INSTRUCTIONS TO FOLLOW:
Print each of the items below verbatim, with no changes.

Entries from a set of point annotations:
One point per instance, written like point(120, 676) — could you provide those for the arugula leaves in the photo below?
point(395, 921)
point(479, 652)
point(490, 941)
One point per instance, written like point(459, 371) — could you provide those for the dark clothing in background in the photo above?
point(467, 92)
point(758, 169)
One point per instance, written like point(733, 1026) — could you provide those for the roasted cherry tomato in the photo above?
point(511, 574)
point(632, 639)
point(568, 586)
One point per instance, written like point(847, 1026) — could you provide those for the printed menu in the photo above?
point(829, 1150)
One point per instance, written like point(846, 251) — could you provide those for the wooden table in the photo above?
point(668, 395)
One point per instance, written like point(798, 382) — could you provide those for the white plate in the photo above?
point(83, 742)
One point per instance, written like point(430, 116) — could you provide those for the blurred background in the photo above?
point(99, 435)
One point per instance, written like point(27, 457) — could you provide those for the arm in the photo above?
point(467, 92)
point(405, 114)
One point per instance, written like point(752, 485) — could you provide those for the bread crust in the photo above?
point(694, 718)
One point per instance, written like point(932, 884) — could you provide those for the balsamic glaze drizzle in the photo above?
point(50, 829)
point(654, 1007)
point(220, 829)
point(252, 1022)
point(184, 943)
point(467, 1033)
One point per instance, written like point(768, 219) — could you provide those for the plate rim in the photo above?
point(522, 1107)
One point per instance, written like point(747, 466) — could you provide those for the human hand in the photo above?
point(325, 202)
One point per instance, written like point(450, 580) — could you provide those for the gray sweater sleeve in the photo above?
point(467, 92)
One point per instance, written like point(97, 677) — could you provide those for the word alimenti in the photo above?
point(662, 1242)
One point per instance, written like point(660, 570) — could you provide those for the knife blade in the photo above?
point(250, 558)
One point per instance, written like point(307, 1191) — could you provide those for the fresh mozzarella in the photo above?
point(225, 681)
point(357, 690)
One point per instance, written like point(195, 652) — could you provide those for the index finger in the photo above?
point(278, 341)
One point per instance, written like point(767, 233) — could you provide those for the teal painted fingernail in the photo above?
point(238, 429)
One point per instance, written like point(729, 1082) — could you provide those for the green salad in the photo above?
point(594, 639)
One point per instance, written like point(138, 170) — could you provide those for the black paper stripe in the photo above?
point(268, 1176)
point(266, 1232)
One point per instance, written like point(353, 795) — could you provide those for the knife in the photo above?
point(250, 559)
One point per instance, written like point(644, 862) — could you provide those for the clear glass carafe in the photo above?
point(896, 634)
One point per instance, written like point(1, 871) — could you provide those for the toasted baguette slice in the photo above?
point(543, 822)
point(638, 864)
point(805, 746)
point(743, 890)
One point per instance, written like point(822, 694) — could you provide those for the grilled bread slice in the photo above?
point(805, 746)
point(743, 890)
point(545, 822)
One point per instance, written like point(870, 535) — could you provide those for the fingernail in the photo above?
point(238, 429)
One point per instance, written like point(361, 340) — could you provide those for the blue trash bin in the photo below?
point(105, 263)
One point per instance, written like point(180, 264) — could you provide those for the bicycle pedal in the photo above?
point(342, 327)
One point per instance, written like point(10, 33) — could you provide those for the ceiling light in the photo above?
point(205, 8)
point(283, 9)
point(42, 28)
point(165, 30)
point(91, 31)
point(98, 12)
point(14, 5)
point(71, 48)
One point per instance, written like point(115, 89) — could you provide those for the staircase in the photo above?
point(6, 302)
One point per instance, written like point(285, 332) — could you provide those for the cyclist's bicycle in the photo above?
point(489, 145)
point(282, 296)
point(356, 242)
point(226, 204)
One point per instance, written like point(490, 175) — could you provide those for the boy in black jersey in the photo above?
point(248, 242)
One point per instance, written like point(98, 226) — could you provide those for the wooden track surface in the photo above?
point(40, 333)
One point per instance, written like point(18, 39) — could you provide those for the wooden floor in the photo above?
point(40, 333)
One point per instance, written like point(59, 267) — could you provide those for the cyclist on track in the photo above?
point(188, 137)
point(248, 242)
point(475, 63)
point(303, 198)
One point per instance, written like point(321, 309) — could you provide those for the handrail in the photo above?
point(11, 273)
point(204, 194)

RESPONSE TO THIS TASK:
One point per instance, written like point(120, 676) — could you provide those for the arugula leaves in the photo below?
point(395, 921)
point(479, 652)
point(490, 941)
One point per instance, written like point(459, 371) — could you provide those for the dark clothing in background in the photo above?
point(467, 92)
point(758, 169)
One point per instance, written like point(733, 1026) — could you provide those for the roasted cherry tomato in the photo above?
point(511, 574)
point(632, 639)
point(568, 586)
One point per instance, written like point(847, 1026) — could you provide those for the printed menu in the photo above?
point(829, 1150)
One point per instance, written like point(846, 251) — could you provide those for the wooden table in the photo above?
point(668, 395)
One point per instance, written like point(798, 382) — could you provide those for the white plate in the photo above?
point(83, 742)
One point per instance, written like point(430, 116) — could you provide those for the blurred background in the photo above?
point(99, 435)
One point per instance, written like point(27, 457) — could you provide those for the arm in the photo above?
point(467, 92)
point(405, 114)
One point per instance, written like point(752, 485) — could you provide those for the bread crust in the photo above?
point(694, 718)
One point per instance, written like point(932, 884) — could you provide those for the balsamic glaze drizzle in the photo above?
point(50, 829)
point(654, 1007)
point(220, 829)
point(252, 1022)
point(184, 943)
point(467, 1033)
One point per instance, written like point(768, 219) — could you provide those for the plate rim in the photo above?
point(522, 1107)
One point per instance, written like point(747, 466) — could you provide those for the human hand in the photo above?
point(325, 202)
One point per instance, written like point(450, 580) — could you provide those for the gray sweater sleeve in the photo above?
point(467, 92)
One point per instance, written like point(97, 677) — could you provide those for the word alimenti in the photo above?
point(662, 1242)
One point per instance, written like point(660, 570) — could you provide those for the knife blade in the photo above?
point(250, 558)
One point per instance, written like point(307, 1191) — could you provide those for the fresh mozzarella in the photo above?
point(225, 681)
point(357, 690)
One point per instance, written like point(195, 652) — could you provide those for the index finger in the photo above?
point(278, 341)
One point per instance, written like point(767, 233) — could you provide those for the teal painted fingernail in the photo above?
point(238, 429)
One point per instance, written like point(729, 1082) — could you provide those for the green salad in the photo above?
point(594, 639)
One point per instance, written like point(138, 170) — could you provide those for the black paper stripe in the photo above?
point(268, 1176)
point(266, 1232)
One point per instance, written like point(353, 795) — could you provide those for the knife in the photo above?
point(250, 559)
One point per instance, written like point(644, 862) — could you provide those for the clear glass carafe in the photo above?
point(896, 634)
One point per instance, written like point(1, 871) — could you provide those for the toasted baguette slice in the photo above?
point(543, 822)
point(638, 864)
point(805, 746)
point(743, 890)
One point per instance, written like point(822, 694) — could you provide those for the grilled bread slice in the photo above?
point(805, 746)
point(743, 890)
point(545, 822)
One point per instance, written like point(870, 535) — could you provide those for the fingernail in the photo above?
point(238, 429)
One point per instance, written like point(361, 340) — could you provide those for the blue trash bin in the photo below?
point(105, 263)
One point per instance, written like point(180, 264) — could you provide those for the bicycle pedal in the photo above?
point(342, 327)
One point per instance, written like point(10, 33) — could you provide those for the ceiling light in the photo above?
point(205, 8)
point(283, 9)
point(42, 28)
point(165, 30)
point(91, 31)
point(98, 12)
point(14, 5)
point(71, 48)
One point per instance, written like point(115, 89) — could you provide those for the staircase in the photo above?
point(6, 302)
One point per instance, written like point(285, 332) — could you provide those for the cyclist's bicycle in the photo above?
point(489, 145)
point(282, 296)
point(356, 242)
point(226, 204)
One point per instance, written like point(490, 175) — could you provide those for the boy in black jersey in the photo above?
point(248, 242)
One point per instance, written like point(98, 226) — could you provide those for the wooden track surface in the photo above?
point(40, 333)
One point per instance, written like point(18, 39) — could you provide those for the wooden floor in the photo above?
point(40, 333)
One point per instance, written like point(59, 267) — could you provide those for the cyclist on track in the photo above?
point(188, 137)
point(248, 242)
point(475, 63)
point(303, 198)
One point per instance, written like point(321, 309) — could you provide those for the handrail in the photo above?
point(11, 273)
point(204, 194)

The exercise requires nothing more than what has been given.